Donald Richie Taylor (December 13, 1920 – December 29, 1998) was an American actor and film director. He co-starred in 1940s and 1950s classics, including the 1948 film noir The Naked City, Battleground, Father of the Bride, Father's Little Dividend and Stalag 17. He later turned to directing films such as Escape from the Planet of the Apes (1971), Tom Sawyer (1973), Echoes of a Summer (1976) and Damien: Omen II (1978).

Biography

Early life and work
The son of Mr. and Mrs. D. E. Taylor, Donald Ritchie Taylor was born in Freeport, Pennsylvania on December 13, 1920. (Another source says that he was born "in Pittsburgh and raised in Freeport, Pa.") He studied speech and drama at Penn State University and hitchhiked to Hollywood in 1942. He was signed as a contract player at Metro-Goldwyn-Mayer and appeared in small roles. Drafted into the United States Army Air Forces (AAF) during World War II, he appeared in the Air Forces's Winged Victory Broadway play and movie (1944), credited as "Cpl. Don Taylor."

- STATED PROBLEM 1
In the Don Taylor biography, what subjects did he study at Penn State University?
The rows were taken from a different source than the biography.

Excerpts from point annotation data

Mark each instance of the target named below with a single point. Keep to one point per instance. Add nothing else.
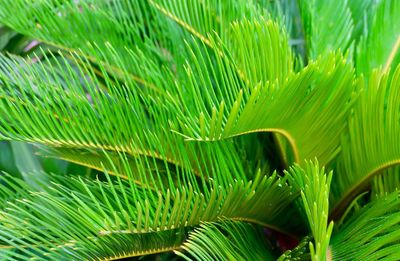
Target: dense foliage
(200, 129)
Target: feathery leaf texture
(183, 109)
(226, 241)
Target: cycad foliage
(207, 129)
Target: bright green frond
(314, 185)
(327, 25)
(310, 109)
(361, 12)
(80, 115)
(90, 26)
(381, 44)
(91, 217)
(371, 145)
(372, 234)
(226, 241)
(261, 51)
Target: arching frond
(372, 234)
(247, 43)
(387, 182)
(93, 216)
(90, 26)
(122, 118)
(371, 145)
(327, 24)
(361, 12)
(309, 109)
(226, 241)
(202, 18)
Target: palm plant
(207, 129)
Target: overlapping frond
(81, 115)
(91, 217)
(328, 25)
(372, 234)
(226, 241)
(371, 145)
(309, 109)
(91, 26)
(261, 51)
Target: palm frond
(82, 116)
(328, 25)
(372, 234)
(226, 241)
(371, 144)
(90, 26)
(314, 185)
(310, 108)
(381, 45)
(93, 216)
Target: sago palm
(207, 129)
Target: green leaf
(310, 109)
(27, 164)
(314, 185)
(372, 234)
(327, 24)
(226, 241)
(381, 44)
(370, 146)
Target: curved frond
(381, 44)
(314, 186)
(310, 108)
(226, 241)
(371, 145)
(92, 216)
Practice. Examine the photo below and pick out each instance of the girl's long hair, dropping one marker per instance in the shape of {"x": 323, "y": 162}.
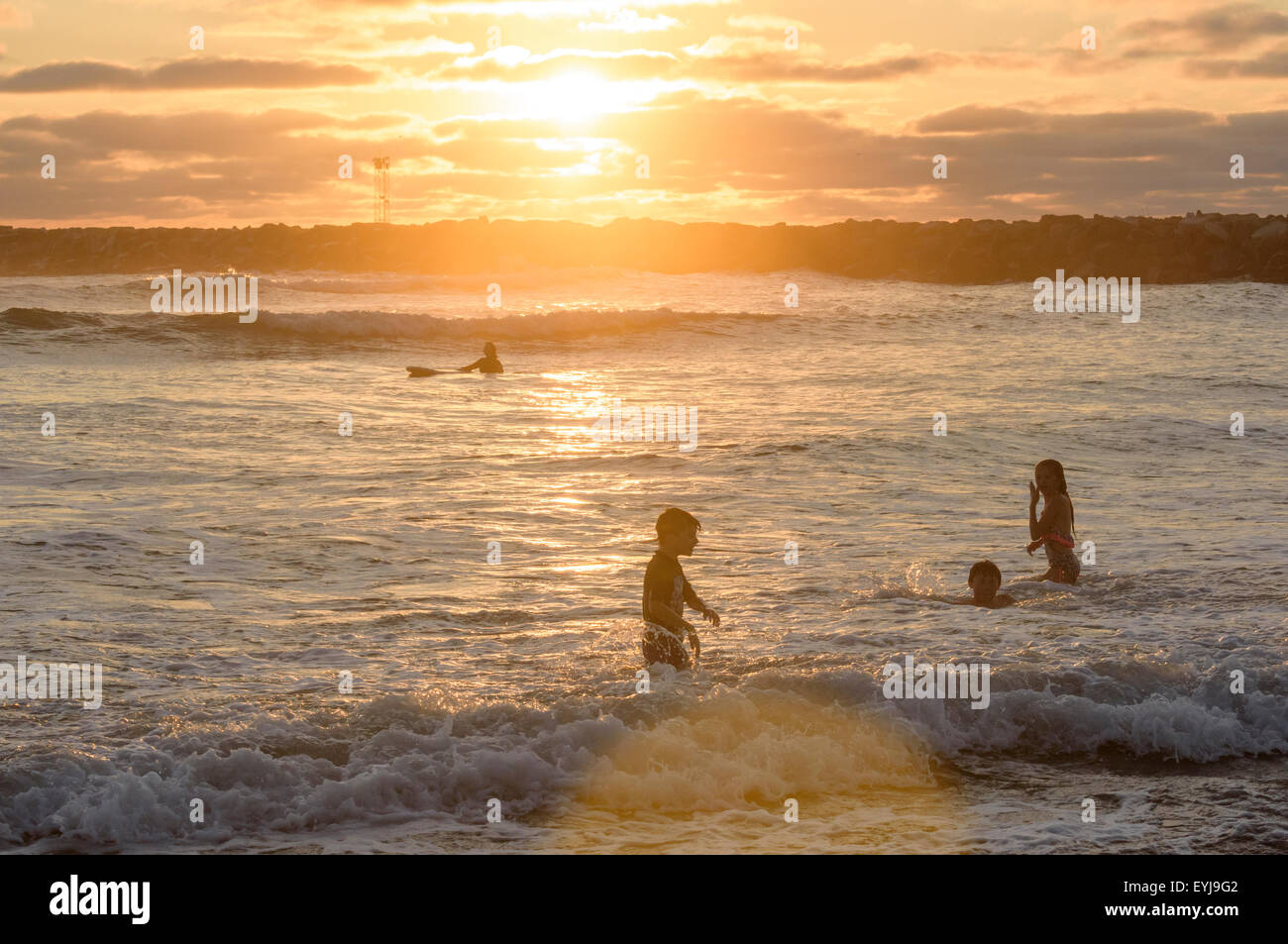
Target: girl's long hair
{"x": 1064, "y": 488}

- STATED PROBLEM 2
Extract the rows from the line containing "Practice. Examine the" through the end of the rows, reproducing them verbatim but omitting the pictures.

- RESPONSE 1
Speech and drama.

- RESPONSE 2
Practice. Examine the photo below and pick out each instance of the girl's long hair, dropping one marker per instance in the shape of {"x": 323, "y": 162}.
Target: girl's long hair
{"x": 1064, "y": 488}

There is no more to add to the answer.